* **Given text**

[Begin]

Ever since graduation in May, countless people have asked (most more out of courtesy than anything else), “Which university are you enrolling in?” The moment I tell them I’m not going to university, their reaction is usually one of exasperation (as in, “I keep telling you not to buck the trend and you won’t listen!”) or one of perplexity (“Like.. why? Just why?”).

Since securing my full-time job, I’ve gotten a more well-rounded perspective on this dilemma. While I will never be able to vouch 100% for whether university is the way to go or not, it differs based on character, preference and work ethic (I’ll go into details later) and of course, whether it will pay off or not, only time will tell. I’m still waiting to prove myself right. Thought it’d be nice to chronicle my thoughts at this point in time though, so that in a decade when I’m 30, in best case scenario I can thank myself for having foresight, and in worst case scenario I have concrete proof to beat myself up over. Haha!

First of all, let me explain why I didn’t choose to go to university.

[End]

Dataset excerpt:
[Begin]

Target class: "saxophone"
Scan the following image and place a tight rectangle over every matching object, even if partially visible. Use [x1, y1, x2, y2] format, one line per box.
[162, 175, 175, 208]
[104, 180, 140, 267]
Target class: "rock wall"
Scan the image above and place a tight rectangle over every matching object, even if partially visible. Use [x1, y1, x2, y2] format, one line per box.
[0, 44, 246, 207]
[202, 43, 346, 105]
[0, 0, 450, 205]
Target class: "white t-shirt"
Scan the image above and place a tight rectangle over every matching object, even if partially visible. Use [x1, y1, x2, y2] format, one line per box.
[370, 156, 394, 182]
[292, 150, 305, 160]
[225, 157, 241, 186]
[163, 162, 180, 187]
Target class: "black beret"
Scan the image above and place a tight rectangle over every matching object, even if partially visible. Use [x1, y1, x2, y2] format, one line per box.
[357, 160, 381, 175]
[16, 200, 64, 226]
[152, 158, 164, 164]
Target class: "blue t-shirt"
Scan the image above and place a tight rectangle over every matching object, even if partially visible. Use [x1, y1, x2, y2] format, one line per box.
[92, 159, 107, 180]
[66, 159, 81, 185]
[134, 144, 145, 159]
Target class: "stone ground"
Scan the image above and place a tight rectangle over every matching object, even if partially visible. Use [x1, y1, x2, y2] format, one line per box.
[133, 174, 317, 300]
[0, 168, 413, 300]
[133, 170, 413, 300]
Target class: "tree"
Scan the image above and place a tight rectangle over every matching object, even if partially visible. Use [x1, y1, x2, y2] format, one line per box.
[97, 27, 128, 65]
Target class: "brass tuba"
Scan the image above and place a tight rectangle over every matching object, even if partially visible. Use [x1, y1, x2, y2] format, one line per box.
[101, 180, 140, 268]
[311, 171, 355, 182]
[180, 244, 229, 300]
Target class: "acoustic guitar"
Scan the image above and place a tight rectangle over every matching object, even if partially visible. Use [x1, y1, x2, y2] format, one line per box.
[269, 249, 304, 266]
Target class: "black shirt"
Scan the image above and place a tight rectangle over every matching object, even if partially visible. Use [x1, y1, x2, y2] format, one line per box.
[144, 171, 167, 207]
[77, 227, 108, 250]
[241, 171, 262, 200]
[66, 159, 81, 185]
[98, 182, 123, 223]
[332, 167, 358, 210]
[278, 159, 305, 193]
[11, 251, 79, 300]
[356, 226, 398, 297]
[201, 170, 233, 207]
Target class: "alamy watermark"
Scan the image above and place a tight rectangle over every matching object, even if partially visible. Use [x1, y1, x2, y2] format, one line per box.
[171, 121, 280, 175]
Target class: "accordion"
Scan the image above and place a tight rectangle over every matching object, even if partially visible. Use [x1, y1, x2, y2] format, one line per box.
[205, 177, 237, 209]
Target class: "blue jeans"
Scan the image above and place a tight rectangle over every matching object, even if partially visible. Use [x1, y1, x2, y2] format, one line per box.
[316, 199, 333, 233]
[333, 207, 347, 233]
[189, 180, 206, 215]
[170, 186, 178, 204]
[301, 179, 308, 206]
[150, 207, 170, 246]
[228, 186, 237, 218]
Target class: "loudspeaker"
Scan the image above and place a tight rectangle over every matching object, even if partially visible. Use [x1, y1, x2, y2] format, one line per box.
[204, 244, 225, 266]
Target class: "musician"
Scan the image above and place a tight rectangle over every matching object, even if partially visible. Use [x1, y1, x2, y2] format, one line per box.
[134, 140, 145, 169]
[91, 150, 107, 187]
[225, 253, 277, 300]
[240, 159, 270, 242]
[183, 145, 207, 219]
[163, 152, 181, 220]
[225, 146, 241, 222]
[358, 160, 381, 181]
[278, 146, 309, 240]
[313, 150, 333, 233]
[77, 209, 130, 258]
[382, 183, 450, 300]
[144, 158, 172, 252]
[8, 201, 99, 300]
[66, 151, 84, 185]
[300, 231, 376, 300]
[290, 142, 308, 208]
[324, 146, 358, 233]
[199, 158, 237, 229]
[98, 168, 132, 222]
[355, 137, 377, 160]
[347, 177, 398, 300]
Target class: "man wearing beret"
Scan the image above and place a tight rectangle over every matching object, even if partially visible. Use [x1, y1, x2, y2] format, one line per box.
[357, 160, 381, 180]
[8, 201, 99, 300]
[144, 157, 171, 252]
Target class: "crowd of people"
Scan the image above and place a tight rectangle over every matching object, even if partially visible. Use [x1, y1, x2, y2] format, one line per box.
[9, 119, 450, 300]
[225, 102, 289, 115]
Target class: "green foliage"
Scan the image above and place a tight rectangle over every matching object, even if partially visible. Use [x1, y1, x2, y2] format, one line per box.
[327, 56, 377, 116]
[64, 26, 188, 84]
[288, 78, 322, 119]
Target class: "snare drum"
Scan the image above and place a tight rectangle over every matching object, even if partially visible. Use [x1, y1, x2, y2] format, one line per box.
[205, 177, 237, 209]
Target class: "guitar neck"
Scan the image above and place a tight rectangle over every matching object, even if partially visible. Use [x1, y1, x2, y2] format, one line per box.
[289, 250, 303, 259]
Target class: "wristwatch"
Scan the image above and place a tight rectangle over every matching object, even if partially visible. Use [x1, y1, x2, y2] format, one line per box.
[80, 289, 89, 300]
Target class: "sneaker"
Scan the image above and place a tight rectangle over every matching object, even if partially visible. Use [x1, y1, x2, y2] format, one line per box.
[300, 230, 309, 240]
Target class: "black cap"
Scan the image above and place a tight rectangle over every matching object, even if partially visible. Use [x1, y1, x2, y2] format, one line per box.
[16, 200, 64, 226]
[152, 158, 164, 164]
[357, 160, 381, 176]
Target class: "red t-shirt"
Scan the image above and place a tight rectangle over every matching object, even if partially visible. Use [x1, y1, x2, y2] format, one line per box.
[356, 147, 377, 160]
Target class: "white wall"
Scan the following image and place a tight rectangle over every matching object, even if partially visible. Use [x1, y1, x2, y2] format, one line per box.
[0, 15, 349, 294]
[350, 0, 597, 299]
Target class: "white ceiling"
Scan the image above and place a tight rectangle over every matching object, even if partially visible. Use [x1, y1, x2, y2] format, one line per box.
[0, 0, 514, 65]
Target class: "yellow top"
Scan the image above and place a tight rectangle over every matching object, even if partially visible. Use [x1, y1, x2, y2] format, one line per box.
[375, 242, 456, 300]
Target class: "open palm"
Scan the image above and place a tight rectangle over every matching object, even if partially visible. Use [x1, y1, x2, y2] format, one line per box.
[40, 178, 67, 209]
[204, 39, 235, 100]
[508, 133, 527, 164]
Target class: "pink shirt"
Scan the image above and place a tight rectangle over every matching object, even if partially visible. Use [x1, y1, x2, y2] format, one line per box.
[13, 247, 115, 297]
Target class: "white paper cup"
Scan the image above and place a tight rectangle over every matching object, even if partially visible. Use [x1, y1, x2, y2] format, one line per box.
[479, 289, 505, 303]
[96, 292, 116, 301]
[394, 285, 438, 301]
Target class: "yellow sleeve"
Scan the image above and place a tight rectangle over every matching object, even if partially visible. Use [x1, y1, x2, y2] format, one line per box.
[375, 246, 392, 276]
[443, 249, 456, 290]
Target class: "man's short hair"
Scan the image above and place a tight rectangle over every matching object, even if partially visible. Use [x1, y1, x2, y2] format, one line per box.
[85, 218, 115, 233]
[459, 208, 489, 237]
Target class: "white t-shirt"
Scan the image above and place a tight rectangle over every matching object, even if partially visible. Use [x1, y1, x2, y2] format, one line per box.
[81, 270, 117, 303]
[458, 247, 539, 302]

[End]

* **Problem to work on**
Transcribe the post about not going to university in full, word for word and with its punctuation unchanged. The records play no part in this exercise.

* **Solution below**
Ever since graduation in May, countless people have asked (most more out of courtesy than anything else), “Which university are you enrolling in?” The moment I tell them I’m not going to university, their reaction is usually one of exasperation (as in, “I keep telling you not to buck the trend and you won’t listen!”) or one of perplexity (“Like.. why? Just why?”).

Since securing my full-time job, I’ve gotten a more well-rounded perspective on this dilemma. While I will never be able to vouch 100% for whether university is the way to go or not, it differs based on character, preference and work ethic (I’ll go into details later) and of course, whether it will pay off or not, only time will tell. I’m still waiting to prove myself right. Thought it’d be nice to chronicle my thoughts at this point in time though, so that in a decade when I’m 30, in best case scenario I can thank myself for having foresight, and in worst case scenario I have concrete proof to beat myself up over. Haha!

First of all, let me explain why I didn’t choose to go to university.